• EXERCISE TEXT
#####
If a user with a different token tries to delete a post which doesn't belong to his userId - it will return a userErrors.
There is only one reason to create a separate logic is that you want to reveal a user the actual error. To my mind it's unnecessary.
Respect conciseness!
restored
hazartilirot
is this course a good start or should I pick something else I am just starting with graphql what do you suggest?
hazartilirot
restored
Have a go at watching it. It's more or less okay. See how it goes... Let's say it's not the worst course I've watched so far.
restored
hazartilirot
Oh cool thats great. Will trouble you for further advice once done xD
hazartilirot
In the 55-th lesson he assigns a @unique directive to userId and creates a new field profile with an optional Profile? type;
What's the point I can't get it? What does it mean an optional profile and why he says it's a one-to-many relationship if a user can basically have one profile only meaning it must be a one-to-one relationship! He doesn't explain anything... I've just started to listen to the lesson once again at the 0:23 he says ONE-TO-ONE relationship (logically it's correct). Then, I even decided to switch on subtitles since English is a foreign language for me. Nevertheless I clearly hear and now read he says WE WANT TO HAVE (I was dubious about initially for I'd been thinking he must have said WE WON'T HAVE - subtitles show the same as I hear.
#####
• DATASET CONTENT
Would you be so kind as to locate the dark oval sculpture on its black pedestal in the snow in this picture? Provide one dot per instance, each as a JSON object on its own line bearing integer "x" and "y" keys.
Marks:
#####
• TASK INSTRUCTIONS
Write out the GraphQL course thread word for word, starting with "There is only" and going on through "Respect conciseness!". Rely only on the text above to answer.

• RESULT
There is only one reason to create a separate logic is that you want to reveal a user the actual error. To my mind it's unnecessary.
Respect conciseness!